Those who push the agenda typically claim the movement is about helping people get into jobs and careers more easily. Perhaps that is true for some. But indications are that it has nothing to do with jobs. It has to do with the singular focus of eliminating regulation regardless of its value and without regard to why professions are licensed in the first place—to protect the public’s health, safety, welfare and property in matters that require technical expertise.
Licensure is merely an effort by those already in professions to keep others out and to propagate monopolies, they say. It is unnecessary, they say. Let the market sort out who is competent and who is not, they say.
Unfortunately, the protagonists conflate the licensure of, for example, those who braid hair with the licensure of learned professions like surveyors and engineers. But the argument—as those of us in those professions know—is a false construct.
If your hair falls out, it will hopefully grow back, and you won’t patronize that provider again. On the other hand, we all know the potential consequences a bridge or building designed by an unqualified engineer. More problematic is the boundary survey performed by an unqualified surveyor which lies in silent wait for years until it rears its ugly head and costs a subsequent owner tens of thousands of dollars to remedy through litigation.
Yet, those who support de-licensure will have none of that. Their view is simplistic, arrogant, and uncompromising: regulation is bad. Period. I would add ‘uninformed’ to that list, but that is an oversimplification, because those who back the effort do not want to be informed, it is a distraction—and irrelevant to their argument. It brings to mind what Representative Earl Landgrebe said in the 1970s when faced with the truth about what President Nixon had done to cover-up the Watergate burglary: “Don’t confuse me with facts: I’ve got a closed mind.”
If the issue is truly about jobs, that’s all good and fine. But let’s make sure there are demonstrably qualified people in those positions. Licensure is indispensable in providing that assurance.
The Aging of the Surveying Profession
We have heard for years how the age of the average surveyor is increasing. I have actually only heard of one study that seemingly supported that contention (my state does not even keep the statistic), but even that is beside the point. Trade and professional publications for virtually every traditional/legacy profession, increasingly bemoan the increasing age of their average practitioner: nurses, farmers, insurance agents, you name it.
The good news is that we are not the only ones witnessing this trend, so it is not due to the popular impression within surveying that the ‘image’ of our profession suffers. I personally doubt that our image is any worse than it has ever been. Arguably, it is probably better.
The bad news is that we are not the only ones witnessing this trend. Many professions and occupations are conducting outreach to women and minorities and focusing on mentoring young entrants into their respective occupations/professions. So, there is a lot of competition for those bodies.
I have said for years that the problem with surveying is not one of an aging profession, it is one of demographics, which is why continued vigorous outreach to historically underrepresented members of the profession is so critical.
It is ironic that virtually every person who has run for a state or national office in a surveying society over the last 40 years has campaigned on the idea of improving the ‘image’ of the profession. Yet, here we are today, still talking about it. The implication is that our image is not good.
Perhaps it’s semantics, but is it really our ‘image’ or is it the need for more public outreach to educate people as to what surveyors do, why it’s important, and why it’s a great profession? Or perhaps it’s a matter of respect. (There may be something to the thought that surveyors do not garner the same respect as other professions, but that is a topic for another column.)
Either way, if improving one’s image is, in fact, the goal, it’s not a matter of hiring someone to make you look better. That’s smoke and mirrors. It’s a matter of doing the hard work to actually be better and communicate a coherent message.
If better public outreach and education is the goal, many states and NSPS are doing a credible job in that regard, but surveyors in general need to shake off their propensity for being the strong, silent type, and get some training in public speaking. Visit and join your local Toastmasters International club. Volunteer to speak to your town’s Rotary or Kiwanis Club about surveying. Run for a county or state office.
If people understood what surveyors really do, not only would they better respect licensure and the need for qualified surveyors, but our outreach efforts would be supported by societal knowledge of what a great profession this is.

____

Stated exercise: Can you transcribe the passage of the commentary on surveying and licensure between "Unfortunately, the protagonists" and "remedy through litigation.", inclusive?

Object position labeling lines
____

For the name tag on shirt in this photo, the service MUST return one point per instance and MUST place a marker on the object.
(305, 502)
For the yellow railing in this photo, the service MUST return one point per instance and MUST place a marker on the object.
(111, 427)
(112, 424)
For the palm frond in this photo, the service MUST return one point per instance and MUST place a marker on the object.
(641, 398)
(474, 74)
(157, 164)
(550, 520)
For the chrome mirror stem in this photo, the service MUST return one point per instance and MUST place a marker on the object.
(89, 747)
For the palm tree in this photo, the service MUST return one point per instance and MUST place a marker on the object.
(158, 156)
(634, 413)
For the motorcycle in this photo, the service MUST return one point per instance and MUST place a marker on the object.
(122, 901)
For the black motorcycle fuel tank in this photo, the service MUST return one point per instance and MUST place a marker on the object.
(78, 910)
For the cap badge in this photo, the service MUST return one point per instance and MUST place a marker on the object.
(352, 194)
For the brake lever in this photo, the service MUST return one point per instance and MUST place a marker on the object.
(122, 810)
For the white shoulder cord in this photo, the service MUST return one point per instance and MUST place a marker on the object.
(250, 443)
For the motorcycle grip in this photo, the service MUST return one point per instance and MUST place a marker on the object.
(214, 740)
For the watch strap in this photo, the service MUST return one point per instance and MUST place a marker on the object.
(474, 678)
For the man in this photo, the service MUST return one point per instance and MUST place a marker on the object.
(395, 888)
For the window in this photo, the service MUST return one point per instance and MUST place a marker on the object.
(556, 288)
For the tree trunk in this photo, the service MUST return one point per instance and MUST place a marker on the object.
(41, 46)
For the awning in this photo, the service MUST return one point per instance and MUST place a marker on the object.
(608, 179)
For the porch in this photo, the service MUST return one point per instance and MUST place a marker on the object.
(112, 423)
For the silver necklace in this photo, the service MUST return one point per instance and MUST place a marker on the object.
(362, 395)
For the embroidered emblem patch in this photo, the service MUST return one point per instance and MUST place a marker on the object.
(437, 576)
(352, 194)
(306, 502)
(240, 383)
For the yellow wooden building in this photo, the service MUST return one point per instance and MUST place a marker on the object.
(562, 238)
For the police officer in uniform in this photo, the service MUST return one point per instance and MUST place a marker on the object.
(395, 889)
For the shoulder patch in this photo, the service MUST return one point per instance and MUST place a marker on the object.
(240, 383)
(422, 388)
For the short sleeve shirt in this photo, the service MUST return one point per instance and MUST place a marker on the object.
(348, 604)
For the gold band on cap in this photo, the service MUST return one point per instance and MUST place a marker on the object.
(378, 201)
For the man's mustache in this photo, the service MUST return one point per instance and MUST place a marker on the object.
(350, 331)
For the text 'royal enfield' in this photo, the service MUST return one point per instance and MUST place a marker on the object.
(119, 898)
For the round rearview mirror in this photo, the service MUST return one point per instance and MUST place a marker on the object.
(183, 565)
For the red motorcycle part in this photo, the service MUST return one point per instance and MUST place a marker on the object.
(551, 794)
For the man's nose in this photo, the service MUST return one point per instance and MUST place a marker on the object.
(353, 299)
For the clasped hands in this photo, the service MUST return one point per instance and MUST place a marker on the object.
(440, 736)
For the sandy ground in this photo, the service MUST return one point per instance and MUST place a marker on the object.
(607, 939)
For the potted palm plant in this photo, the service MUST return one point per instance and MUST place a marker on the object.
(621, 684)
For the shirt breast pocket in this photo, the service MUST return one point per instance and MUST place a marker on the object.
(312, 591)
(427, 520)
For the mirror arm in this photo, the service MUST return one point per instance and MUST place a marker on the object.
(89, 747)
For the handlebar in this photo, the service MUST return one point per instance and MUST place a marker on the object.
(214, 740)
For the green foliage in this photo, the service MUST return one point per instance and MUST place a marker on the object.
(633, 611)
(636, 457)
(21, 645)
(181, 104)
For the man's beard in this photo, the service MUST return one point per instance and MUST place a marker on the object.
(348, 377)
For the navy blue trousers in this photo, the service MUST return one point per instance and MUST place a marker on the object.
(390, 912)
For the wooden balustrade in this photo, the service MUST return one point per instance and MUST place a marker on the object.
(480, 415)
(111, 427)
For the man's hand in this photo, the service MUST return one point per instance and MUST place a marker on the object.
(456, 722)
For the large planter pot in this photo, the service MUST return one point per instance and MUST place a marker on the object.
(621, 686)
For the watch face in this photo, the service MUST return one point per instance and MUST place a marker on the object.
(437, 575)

____

Task result:
Unfortunately, the protagonists conflate the licensure of, for example, those who braid hair with the licensure of learned professions like surveyors and engineers. But the argument—as those of us in those professions know—is a false construct.
If your hair falls out, it will hopefully grow back, and you won’t patronize that provider again. On the other hand, we all know the potential consequences a bridge or building designed by an unqualified engineer. More problematic is the boundary survey performed by an unqualified surveyor which lies in silent wait for years until it rears its ugly head and costs a subsequent owner tens of thousands of dollars to remedy through litigation.